==== Input records

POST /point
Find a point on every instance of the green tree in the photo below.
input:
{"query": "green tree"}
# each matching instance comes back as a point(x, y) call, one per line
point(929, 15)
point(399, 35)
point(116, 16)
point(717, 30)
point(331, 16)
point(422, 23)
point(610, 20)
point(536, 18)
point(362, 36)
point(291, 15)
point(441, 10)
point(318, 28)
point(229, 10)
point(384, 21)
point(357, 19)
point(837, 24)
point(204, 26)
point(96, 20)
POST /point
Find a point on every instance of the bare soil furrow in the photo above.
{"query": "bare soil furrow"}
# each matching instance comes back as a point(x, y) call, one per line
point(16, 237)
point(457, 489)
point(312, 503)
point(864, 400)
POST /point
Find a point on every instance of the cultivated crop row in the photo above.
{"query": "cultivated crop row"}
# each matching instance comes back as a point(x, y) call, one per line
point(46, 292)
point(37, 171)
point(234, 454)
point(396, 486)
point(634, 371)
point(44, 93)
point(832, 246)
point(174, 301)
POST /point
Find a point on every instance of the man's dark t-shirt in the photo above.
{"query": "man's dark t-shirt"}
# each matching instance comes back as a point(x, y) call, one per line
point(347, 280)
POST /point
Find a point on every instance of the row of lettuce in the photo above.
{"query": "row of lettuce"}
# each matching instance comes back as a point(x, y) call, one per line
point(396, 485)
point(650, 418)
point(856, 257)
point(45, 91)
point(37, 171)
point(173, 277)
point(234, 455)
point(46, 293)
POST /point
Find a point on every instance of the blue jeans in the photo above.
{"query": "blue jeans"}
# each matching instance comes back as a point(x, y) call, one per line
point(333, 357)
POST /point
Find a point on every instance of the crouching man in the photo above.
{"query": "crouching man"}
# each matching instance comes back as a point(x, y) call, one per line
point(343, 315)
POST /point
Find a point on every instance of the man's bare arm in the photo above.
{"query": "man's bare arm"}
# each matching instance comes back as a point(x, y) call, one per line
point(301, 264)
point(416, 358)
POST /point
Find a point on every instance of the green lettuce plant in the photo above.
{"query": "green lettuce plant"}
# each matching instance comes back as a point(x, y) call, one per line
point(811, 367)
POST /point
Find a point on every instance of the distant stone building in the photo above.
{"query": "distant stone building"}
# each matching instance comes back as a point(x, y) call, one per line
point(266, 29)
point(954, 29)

========

Reproduce every entry shown above, precisely as it stands.

POST /point
Find a point on every instance of the green tree in the photo below.
input:
{"query": "green tree"}
# each matching instance comes back as a point(x, y) call, one per line
point(929, 15)
point(399, 35)
point(116, 16)
point(717, 30)
point(331, 16)
point(422, 23)
point(610, 20)
point(536, 18)
point(362, 36)
point(291, 15)
point(441, 10)
point(318, 28)
point(229, 10)
point(384, 21)
point(357, 19)
point(837, 24)
point(204, 26)
point(96, 20)
POST /point
Find a point on every instance of the bare soil furrow in the photo above.
{"query": "bare soil furrow"}
# each matching instance comes back as a point(x, y) call, one per line
point(16, 237)
point(457, 489)
point(312, 503)
point(864, 400)
POST /point
Find a point on every instance of the cultivated crop row in the photo above.
{"query": "cultivated crop row"}
# each matching instance comes back as a point(x, y) call, one per line
point(46, 292)
point(37, 171)
point(234, 454)
point(396, 486)
point(634, 371)
point(44, 93)
point(832, 246)
point(174, 301)
POST /point
Find a point on every instance of the man's dark t-shirt in the photo above.
{"query": "man's dark t-shirt"}
# each matching instance comes back as a point(x, y) call, one per line
point(347, 280)
POST /point
Find a point on every instance of the row of lettuce in the photo above.
{"query": "row of lettuce"}
# each matching instance comes back as a point(x, y) call, one per line
point(396, 485)
point(650, 418)
point(856, 257)
point(45, 91)
point(37, 171)
point(173, 277)
point(234, 455)
point(46, 293)
POST /point
Find a point on every instance of the blue jeans in the photo above.
{"query": "blue jeans"}
# each matching instance comes back as a point(x, y) call, one per line
point(333, 357)
POST /point
Find a point on every instance of the crouching man in the photo above.
{"query": "crouching man"}
# each matching instance comes back as a point(x, y) call, one per line
point(343, 315)
POST /point
Find a point on every instance of the man's bare arm in the photo above.
{"query": "man's bare arm"}
# each matching instance comes back as a point(x, y) call, one per line
point(301, 264)
point(416, 358)
POST /point
Find a point on every instance of the green lettuce plant in the photo above.
{"query": "green lettuce plant"}
# each matching instance comes back as a point(x, y) call, one per line
point(811, 367)
POST /point
Find a point on every instance of the distant stone building in the photo above.
{"query": "distant stone building"}
# each matching instance comes back as a point(x, y) call, one per line
point(266, 29)
point(954, 29)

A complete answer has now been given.